#### [Selected excerpt]
=======
The writing process for General Manifest was graced with a series of very happy accidents which took quite a while to unfold, evolving from a quasi-minimalist multi-pianist work into an electronic work and finally into its current state as an electro-acoustic work. It may continue to evolve, but at its core the work is getting closer and closer to the true sounds from which its inspiration was drawn. Eventually, General Manifest will exist as a personal tribute to those years and experiences, even after I’ve reached the end of the line.
Throughout your career, you’ve collaborated with many well-known artists in the progressive/avant-garde rock scene, such as Faust, Neurosis, and the Locust. What do you enjoy most about the collaboration process?
When it’s truly happening, the collaborative process brings out the best and worst of everyone involved. It is no different than any other intimate relationship, and may be happening with a roomful of people at the same time, which can make things far more complicated. To fully invest in a creative exchange, one should be vulnerable and expose themselves, not withholding passion to save face. Light investment produces light results, like casual dating. Some collaborations have legs, and in my experience the collaborations that have the strongest legs also have the strongest passions, egos, arguments, and so on. There’s a ton of potential for growing in all of it, but the flame that burns twice as bright also tends to burn half as long. So what you’re left with is the artifact: the collaboration in whatever form it was documented. At the end of it all, it’s these artifacts that I get the most enjoyment from.
What do you view as similarities and/or differences between the avant-garde rock scene and the contemporary art music community?
I see the greatest similarities between those two communities existing in the mutual desire to communicate a unique and personal expression built upon the back of their respective lineages. Both worlds tend to be well-informed, and each carries their own discourse surrounding the important mileposts in their lineage. But now, in the 21stcentury, another interesting similarity is the burgeoning crossover between those worlds, with both seemingly pulling from each other’s histories without the concerns that previously kept them divided. As long as that continues to happen, it would be counterproductive to expound upon the differences.
How did you and Ulrich Krieger meet? Do you collaborate often?
I met Ulrich during my stint as a graduate student at CalArts, where he assisted with my 2013 work General Manifest, which was a large part of what I did while there. I was a member of his ensemble Sonic Boom for a period of time, and have performed alongside him in a number of public presentations over the past five years. The collaboration between Ulrich and EXO//ENDO has resulted in numerous collaborative sessions, and has been in development since 2015 – partially due to the “ping-pong” collaboration process that we are using, as well as the fact that none of us live in the same city.
=======
#### [Record list]
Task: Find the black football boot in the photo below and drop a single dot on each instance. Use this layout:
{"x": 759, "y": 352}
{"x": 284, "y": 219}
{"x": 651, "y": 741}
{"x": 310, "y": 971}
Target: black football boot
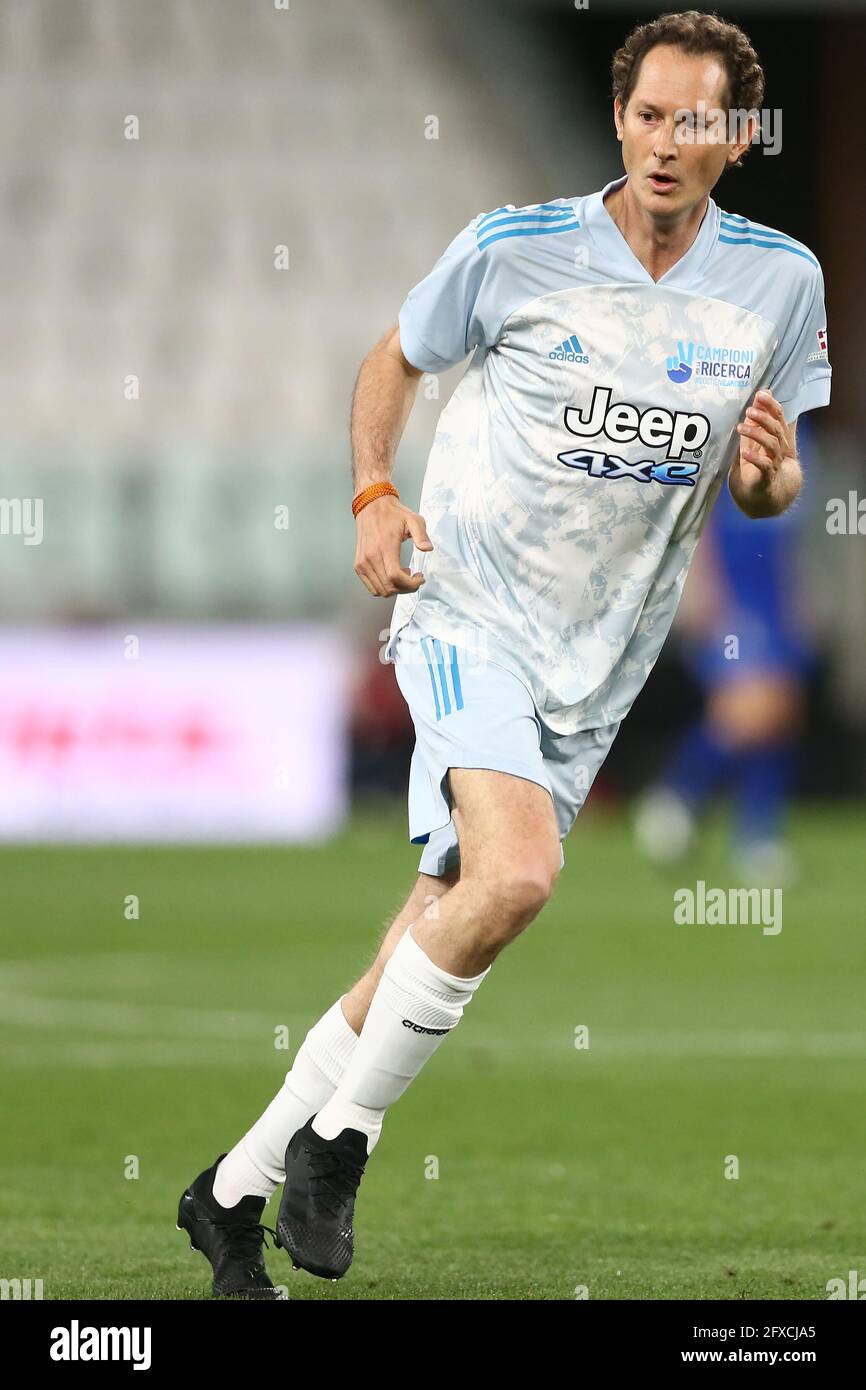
{"x": 314, "y": 1221}
{"x": 231, "y": 1237}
=======
#### [Goals]
(A) In the interview about General Manifest, where did the interviewee meet Ulrich Krieger?
(B) Please carry the interview about General Manifest and collaboration forward, starting after its final sentence.

#### [Replies]
(A) At CalArts, during the interviewee's time there as a graduate student.

(B)
Can you tell us about your experiences with EXO//ENDO, as a founding member and co-director? What do you see for the future of the ensemble?
EXO//ENDO has no future. It is an ensemble that by its very design holds its weight in the present, whenever present that may be. Right now that present involves a collaboration with Ulrich Krieger, as well as several other collaborations that are in various stages of development. Each project has a flavor of its very own, and the personnel are a revolving door of talented soloists and contributors that each brings their wares to any given performance. This – combined with the improvisatory ethos that is the spine of E//E – results in one performance of any given piece varying substantially from any other performance.
EXO//ENDO will be performing your work, Black Sun Rebirth, which is inspired by the first book of the Edda and tells a story of destruction and creation. On a personal level, what does this work mean to you? What do you hope the audience will get from it?
Using classic Greek themes has since long been a staple in art music: Elektra, Prometeo, etc., but very few composers have looked at Nordic mythology for inspiration. Might it be due to less exposure of it, might it be due to Wagner having seemingly occupied that material, might be due to the misuse of the material by fascists and right-wing groups. This always bothered me. I am German and we didn’t even read the Edda in school but we read Greek and Roman mythology and discussed their culture, but not our ancestors. Christianity has done everything to cover up and discredit these Nordic traditions, because they were a threat to the Christian ideology and much more progressive than Christanity: in Germanic tribes women were sword fighting soldiers, women were land and farm owners, and tribes were organized democratically in the Althing, kind of a parliament of tribes. I am interested in looking into this tradition, my tradition more closely. It holds a lot of interesting material. And I hope that the audience will be exposed to these ideas and will be able to connect to these ideas through the music.
The score for Black Sun Rebirth combines elements from contemporary chamber music, dark ambient, doom metal, and microsounds. How did you arrive at this combination of musical language for this piece?
These are all elements I personally like and I am influenced by. Metal, especially black metal, is the only musical style that since decades shows an interest in this culture and is outspoken about the violent, aggressive and bloody ways Christianity slaughtered and oppressed these traditional pagan Germanic cultures. In chamber music I am mostly interested in the extended soundscapes of timbral music—so ambient or doom is not so far away from this. All these styles work with non-traditional musical material. There is no key signature and often not even a meter in a traditional sense in these styles. It seems perfectly contemporary and at the same time ancient material.
Can you tell us about your interest in the cross-pollination between art music and avant-garde rock? Do you have a background in rock music?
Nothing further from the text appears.